(TAREFA INDICADA A):
Reproduza sem alterações o trecho da entrevista a Kevin Parker, começando em "Sala de imprensa?" e terminando em "está tudo bem.".

(TRECHO DO TEXTO):
===

Encontramo-lo deitado, dormitando. Não é para menos: esta data no Optimus Alive segue-se a muitas outras por esse mundo afora, concertos atrás de concertos e tours atrás de tours, tudo em nome das canções que fazem de Lonerism um excelente segundo disco, tal como já faziam de Innerspeaker um excelente primeiro. Formados em 2007 por este dorminhoco Kevin Parker, os Tame Impala encontraram o seu apelo junto das gentes sedentas de um pouco de sol na sua música, nutrientes lisérgicos no seu rock, coros de fazer cantar e encantar, um pouco de Beatles, um pouco de Flaming Lips, e está encontrada uma das melhores bandas da década um do segundo milénio. A esta curtíssima entrevista seguir-se-ia um concerto fantástico naquela mesma zona de Algés, o que nos fará perguntar: como raio conseguiu ele despertar tão depressa? Este é Kevin Parker, na entrevista possível ao Bodyspace.
Sei que estás provavelmente muito cansado...

Não, estou bem... Estou apenas um pouco doente, apanhei uma constipação em Espanha ou França, mas estou bem.

Estás em Portugal há dois dias, certo?

Acho que partimos amanhã, hoje é o último dia da tour.

Não estiveste ontem na sala de imprensa... Muitos dos teus amigos foram lá, e estavam completamente fora de si.

Sala de imprensa?

Sim, alguns dos teus amigos tinham uma credencial [a dizer] Tame Impala, e foram expulsos.

Ah sim?! Oh não... [risos]



Sim, se calhar devias falar com eles e ver se está tudo bem.

Ah, entendo... Mas eram amigos ou fãs?

Amigos. Tinham o mesmo que tu tens ao pescoço. Não me digas que tas roubaram?

Hm, não me parece [risos]. Mas de qualquer forma é hilariante.

Tenho um amigo que foi à tua página de Facebook - meio troll mas ao mesmo tempo um grande fã teu - que hoje decidiu ir gozar com o tipo de pessoas que ele pensa que irão assistir ao vosso concerto, dizendo que a maioria apenas cá estará para vos ver tocar a "Feels Like We Only Go Backwards". Achas que é a vossa melhor canção?

Num festival talvez, sim... Não me importaria se isso fosse verdade. Se eu estivesse a tentar provocar as pessoas que gostam de Tame Impala, provavelmente diria que elas apenas vêm aos nossos concertos para ouvirem a "Elephant". Portanto, sim, dizer isso foi mais criativo! Contudo, não acho que a "...Backwards" esteja sequer perto de ser a nossa canção mais popular.

Então não a consideras o vosso maior hit?

===

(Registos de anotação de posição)
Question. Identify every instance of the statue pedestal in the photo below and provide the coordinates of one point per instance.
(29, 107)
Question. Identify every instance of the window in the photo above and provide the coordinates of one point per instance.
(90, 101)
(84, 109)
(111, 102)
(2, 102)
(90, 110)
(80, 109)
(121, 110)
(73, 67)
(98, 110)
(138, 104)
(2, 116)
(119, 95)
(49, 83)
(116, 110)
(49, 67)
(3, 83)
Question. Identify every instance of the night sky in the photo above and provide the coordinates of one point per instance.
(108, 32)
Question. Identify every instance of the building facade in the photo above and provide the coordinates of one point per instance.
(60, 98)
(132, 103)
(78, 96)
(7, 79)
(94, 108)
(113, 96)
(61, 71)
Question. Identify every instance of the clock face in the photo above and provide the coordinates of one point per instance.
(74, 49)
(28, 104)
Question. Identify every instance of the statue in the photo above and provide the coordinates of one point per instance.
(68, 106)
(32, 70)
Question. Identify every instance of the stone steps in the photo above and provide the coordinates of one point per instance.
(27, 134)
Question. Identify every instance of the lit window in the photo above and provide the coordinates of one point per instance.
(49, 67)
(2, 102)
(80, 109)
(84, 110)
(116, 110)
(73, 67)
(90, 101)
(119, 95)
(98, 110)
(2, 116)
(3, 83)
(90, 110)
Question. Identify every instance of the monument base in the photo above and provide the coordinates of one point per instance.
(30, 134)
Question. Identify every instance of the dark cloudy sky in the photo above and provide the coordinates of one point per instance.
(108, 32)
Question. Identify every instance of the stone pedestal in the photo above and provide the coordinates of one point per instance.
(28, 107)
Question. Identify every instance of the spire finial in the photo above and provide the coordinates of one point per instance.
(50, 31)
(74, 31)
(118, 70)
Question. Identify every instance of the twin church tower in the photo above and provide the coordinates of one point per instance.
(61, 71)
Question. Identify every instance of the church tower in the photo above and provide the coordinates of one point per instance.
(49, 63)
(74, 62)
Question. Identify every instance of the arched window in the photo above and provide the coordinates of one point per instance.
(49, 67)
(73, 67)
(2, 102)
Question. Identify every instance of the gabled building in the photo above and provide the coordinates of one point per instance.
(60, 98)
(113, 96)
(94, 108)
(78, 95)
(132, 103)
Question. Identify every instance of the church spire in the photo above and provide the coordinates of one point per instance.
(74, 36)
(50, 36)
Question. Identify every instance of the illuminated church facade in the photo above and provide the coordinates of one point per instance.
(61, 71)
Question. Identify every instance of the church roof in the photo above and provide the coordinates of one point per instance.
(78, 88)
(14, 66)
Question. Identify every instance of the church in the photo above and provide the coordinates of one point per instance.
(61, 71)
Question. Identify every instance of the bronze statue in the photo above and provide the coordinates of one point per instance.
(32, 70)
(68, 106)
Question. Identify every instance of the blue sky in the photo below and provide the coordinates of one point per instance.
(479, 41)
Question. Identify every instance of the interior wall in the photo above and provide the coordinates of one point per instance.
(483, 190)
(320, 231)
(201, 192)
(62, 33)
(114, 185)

===

(TAREFA INDICADA B):
Localize nos registos acima todas as linhas que contêm a palavra "stone" e copie cada uma delas na íntegra, distinguindo maiúsculas de minúsculas.

(RESPOSTA COMPLETA A):
Sala de imprensa?

Sim, alguns dos teus amigos tinham uma credencial [a dizer] Tame Impala, e foram expulsos.

Ah sim?! Oh não... [risos]



Sim, se calhar devias falar com eles e ver se está tudo bem.

(RESPOSTA COMPLETA B):
Question. Identify every instance of the stone steps in the photo above and provide the coordinates of one point per instance.
Question. Identify every instance of the stone pedestal in the photo above and provide the coordinates of one point per instance.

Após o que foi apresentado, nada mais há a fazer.